Source extract:
Tuesday, December 09, 2008

Nick Adams

I just finished reading The Nick Adams Stories, by Ernest Hemingway. My roommate got it for me, along with two other "manly" books of short stories, for my 29th birthday. (Thanks Steve!)

Man, what a book. I've read some Hemingway before—I guess just The Sun Also Rises, though maybe another; I forget—but this one really bowled me over. I know it's probably cliched and old-news to say, but reading this book really has revolutionized how I think about short stories.

One story, "Big Two-Hearted River," particularly struck me. Not much happens in it. Nick Adams gets off a train in some burned-over country, and then hikes into unburned country near the river where he makes camp. He cooks, he thinks about a friend, and the next day he fishes.

All the while, downriver, there's a swamp. Nick kind of warily eyes the swamp out of the corner of his mind. In the preface to the collection, Philip Young writes of this story that, "Put where it goes chronologically, following the stories of World War I, its submerged tensions—the impression that Nick is exorcising some nameless anxiety—become perfectly understandable."

One of the things in the story that resonated with me was how, at Nick's camp, his mood seems balanced on some sort of knife edge. I know that feeling, the feeling of taking pleasure in some simple thing one is doing while at the same time it all seems very fragile and about to tip over.

Data shown:

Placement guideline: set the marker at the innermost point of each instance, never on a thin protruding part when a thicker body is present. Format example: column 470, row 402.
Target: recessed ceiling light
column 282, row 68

Directives:
(A) From the blog post about The Nick Adams Stories above, write out the passage from "Tuesday, December 09, 2008" up to and including "birthday. (Thanks Steve!)".
(B) In the blog post about The Nick Adams Stories, who wrote the preface to the collection?

Answers for the exercise:
(A)
Tuesday, December 09, 2008

Nick Adams

I just finished reading The Nick Adams Stories, by Ernest Hemingway. My roommate got it for me, along with two other "manly" books of short stories, for my 29th birthday. (Thanks Steve!)

(B) Philip Young